### Text block

Speculative decoding (SD) is a popular technique for accelerating large language model (LLM) inference without any loss in quality. LLM inference generates one token at a time. SD instead uses a smaller draft model to propose multiple tokens, which are then verified by the large target model in a single timestep. Because more than one token can be accepted per step, this speeds up generation.
SD achieves its speedup by exploiting the tradeoff between the compute and memory bandwidth of a GPU. Batching multiple requests improves GPU utilization, but the operating regime depends on the batch size (BS):
- At small BS, inference is memory bandwidth-bound: the cost of loading LLM weights from HBM into SRAM dominates.
- At large BS, inference becomes compute-bound: the matrix multiplications of LLM weights against many request tokens dominate.
The time spent in SD has two main components:
Time in SD = Time to draft tokens (small draft model) + Time to verify draft tokens (large target model)
Draft models are much cheaper to run. If the draft produces K tokens, the target model must process BS × (K+1) tokens, which makes verification the bottleneck since it does K+1 times more computation for a given BS. On modern GPUs, the compute units are typically about two orders of magnitude faster than memory bandwidth, so during memory bandwidth-bound, small-BS inference, the compute units sit largely idle. SD leverages this gap by pushing K+1 times more tokens through the target model during verification, using compute that would otherwise be wasted.

### Task requirements
Decide whether each statement agrees with the text above on speculative decoding, answering yes or no and quoting the words of the text that settle it. (a) At large batch sizes, inference is memory bandwidth-bound. (b) When the draft produces K tokens, the target model must process BS × (K+1) tokens. (c) Draft models cost more to run than the target model.

### Study material

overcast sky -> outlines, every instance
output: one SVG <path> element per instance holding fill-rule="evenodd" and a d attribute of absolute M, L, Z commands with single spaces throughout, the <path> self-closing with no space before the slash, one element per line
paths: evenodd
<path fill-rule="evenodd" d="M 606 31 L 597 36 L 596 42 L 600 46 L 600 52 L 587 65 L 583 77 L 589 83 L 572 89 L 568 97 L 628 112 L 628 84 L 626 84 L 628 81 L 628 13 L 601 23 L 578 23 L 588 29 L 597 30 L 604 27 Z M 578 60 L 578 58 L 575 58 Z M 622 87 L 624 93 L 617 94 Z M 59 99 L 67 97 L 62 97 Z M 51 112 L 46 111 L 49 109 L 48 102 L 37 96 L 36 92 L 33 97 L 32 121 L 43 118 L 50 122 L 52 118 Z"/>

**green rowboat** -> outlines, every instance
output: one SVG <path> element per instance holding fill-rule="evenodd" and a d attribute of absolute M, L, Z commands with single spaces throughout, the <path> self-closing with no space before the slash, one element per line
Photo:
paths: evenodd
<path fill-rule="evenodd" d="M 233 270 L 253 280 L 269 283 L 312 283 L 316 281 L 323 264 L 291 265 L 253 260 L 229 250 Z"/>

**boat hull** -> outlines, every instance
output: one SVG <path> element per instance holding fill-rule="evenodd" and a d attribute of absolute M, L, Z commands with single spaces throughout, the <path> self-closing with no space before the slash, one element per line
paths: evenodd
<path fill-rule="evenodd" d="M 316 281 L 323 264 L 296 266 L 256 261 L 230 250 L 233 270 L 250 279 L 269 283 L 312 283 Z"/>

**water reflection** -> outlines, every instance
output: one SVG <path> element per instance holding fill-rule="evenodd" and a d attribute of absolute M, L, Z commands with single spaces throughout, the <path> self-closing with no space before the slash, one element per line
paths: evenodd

### Exercise solution
(a) No: "At large BS, inference becomes compute-bound"
(b) Yes: "If the draft produces K tokens, the target model must process BS × (K+1) tokens"
(c) No: "Draft models are much cheaper to run."